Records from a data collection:

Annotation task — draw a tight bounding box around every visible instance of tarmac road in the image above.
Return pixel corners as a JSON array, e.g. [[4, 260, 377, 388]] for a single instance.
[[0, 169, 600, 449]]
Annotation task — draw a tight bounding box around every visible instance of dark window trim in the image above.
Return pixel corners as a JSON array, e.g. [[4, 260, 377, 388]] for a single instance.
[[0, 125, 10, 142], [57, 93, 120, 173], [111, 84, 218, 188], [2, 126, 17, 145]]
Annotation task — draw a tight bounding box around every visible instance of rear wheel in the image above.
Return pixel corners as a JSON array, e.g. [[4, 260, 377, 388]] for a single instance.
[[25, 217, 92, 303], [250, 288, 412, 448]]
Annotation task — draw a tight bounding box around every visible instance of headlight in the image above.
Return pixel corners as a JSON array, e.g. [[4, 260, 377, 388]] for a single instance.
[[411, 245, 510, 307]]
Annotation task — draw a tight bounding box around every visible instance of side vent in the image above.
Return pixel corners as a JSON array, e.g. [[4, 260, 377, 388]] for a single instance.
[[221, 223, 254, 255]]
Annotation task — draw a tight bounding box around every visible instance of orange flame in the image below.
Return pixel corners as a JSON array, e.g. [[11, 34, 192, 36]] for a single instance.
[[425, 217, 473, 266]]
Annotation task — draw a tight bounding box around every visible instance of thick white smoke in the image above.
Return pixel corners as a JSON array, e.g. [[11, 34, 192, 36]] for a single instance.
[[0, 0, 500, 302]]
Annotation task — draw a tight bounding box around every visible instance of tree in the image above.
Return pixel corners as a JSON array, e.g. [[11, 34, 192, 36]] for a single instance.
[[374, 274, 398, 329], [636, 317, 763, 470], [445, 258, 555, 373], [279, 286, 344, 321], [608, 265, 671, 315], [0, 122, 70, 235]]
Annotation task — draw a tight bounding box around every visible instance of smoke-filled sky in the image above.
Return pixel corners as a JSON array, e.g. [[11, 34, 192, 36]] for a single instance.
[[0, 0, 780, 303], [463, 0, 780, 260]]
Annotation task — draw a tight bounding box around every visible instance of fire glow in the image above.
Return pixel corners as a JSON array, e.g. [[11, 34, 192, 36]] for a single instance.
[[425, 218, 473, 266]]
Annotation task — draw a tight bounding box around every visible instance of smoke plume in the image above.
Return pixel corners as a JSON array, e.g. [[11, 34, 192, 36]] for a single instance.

▶ **Task to carry out**: Render the stretch of the listing from the line containing "smoke in the image above." through the line containing "[[0, 0, 500, 302]]" as a two-column CSV with the header instruction,boxes. Put each text and its answer on one row, each in a quoted field, with line breaks replaced by spaces.

▶ **Correct response**:
instruction,boxes
"Annotation task — draw a tight bounding box around every visible instance of thick white smoke in the image above. Return pixel corners as a JSON array, e.g. [[11, 34, 192, 36]] for a single instance.","[[0, 0, 500, 302]]"